--- DIRECTIVE ---
Scale the rows from the line that contains "Target: moose nostril" through the end of the rows, both ends included. Rewrite each of those lines, requests too, with every point coordinate in the answers multiplied by 1.4 and rounded to a whole number, halves rounding up.

--- EXERCISE MATERIALS ---
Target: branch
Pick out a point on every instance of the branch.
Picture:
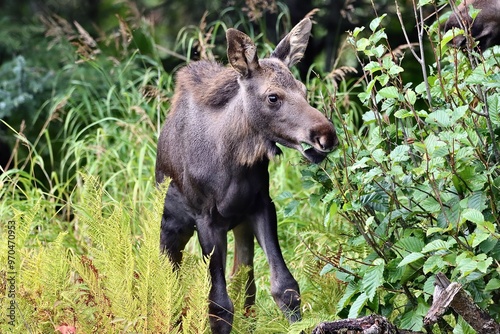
(448, 294)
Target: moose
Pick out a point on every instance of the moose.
(215, 146)
(485, 28)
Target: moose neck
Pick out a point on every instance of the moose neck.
(242, 143)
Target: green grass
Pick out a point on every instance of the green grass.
(99, 135)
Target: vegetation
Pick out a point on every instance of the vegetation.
(413, 189)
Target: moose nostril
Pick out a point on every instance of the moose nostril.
(323, 142)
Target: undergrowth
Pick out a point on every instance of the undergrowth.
(80, 202)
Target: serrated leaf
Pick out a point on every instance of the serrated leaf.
(389, 92)
(434, 245)
(483, 265)
(412, 320)
(400, 153)
(432, 263)
(358, 304)
(493, 284)
(412, 257)
(473, 215)
(375, 23)
(449, 35)
(357, 30)
(493, 103)
(350, 291)
(373, 278)
(440, 117)
(411, 244)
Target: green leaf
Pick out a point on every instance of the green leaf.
(375, 23)
(373, 278)
(484, 263)
(440, 117)
(449, 35)
(412, 257)
(412, 319)
(357, 30)
(434, 245)
(493, 284)
(473, 215)
(410, 244)
(400, 153)
(410, 96)
(389, 92)
(358, 304)
(433, 264)
(494, 108)
(350, 291)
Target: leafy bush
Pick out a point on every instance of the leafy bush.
(419, 182)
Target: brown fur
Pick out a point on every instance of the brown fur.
(216, 144)
(486, 26)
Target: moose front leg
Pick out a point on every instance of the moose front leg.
(213, 240)
(284, 287)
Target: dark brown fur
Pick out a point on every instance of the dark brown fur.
(216, 144)
(486, 26)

--- TASK RESULT ---
Target: moose nostril
Pick out a point on every instance of the moose nostril.
(452, 199)
Target: undergrowth
Pick out a point on every instance of the undergrowth.
(112, 283)
Target: serrated leaf
Pick out a point on every instance of the serrated leaf.
(545, 129)
(608, 343)
(676, 371)
(577, 448)
(560, 214)
(605, 368)
(501, 426)
(690, 398)
(577, 360)
(662, 301)
(525, 32)
(629, 49)
(500, 42)
(690, 144)
(490, 407)
(522, 389)
(616, 164)
(575, 342)
Target: green leaf
Pick out a point on every instance of the green leaf.
(525, 32)
(522, 389)
(678, 368)
(616, 164)
(629, 49)
(577, 360)
(577, 447)
(500, 42)
(608, 343)
(690, 398)
(662, 301)
(574, 342)
(560, 214)
(574, 134)
(545, 129)
(501, 426)
(606, 370)
(692, 151)
(490, 407)
Target: leafy bush
Pick out a point on every instance of the leafy bush.
(587, 255)
Target: brown fur
Pick out a point on every instance of the brown fur.
(302, 202)
(680, 36)
Target: moose front leg
Pick out a point on every instance of the moose front leg.
(298, 336)
(398, 402)
Target: dark brown fur
Pick out a point on every instance of the dark brown fur.
(302, 202)
(680, 36)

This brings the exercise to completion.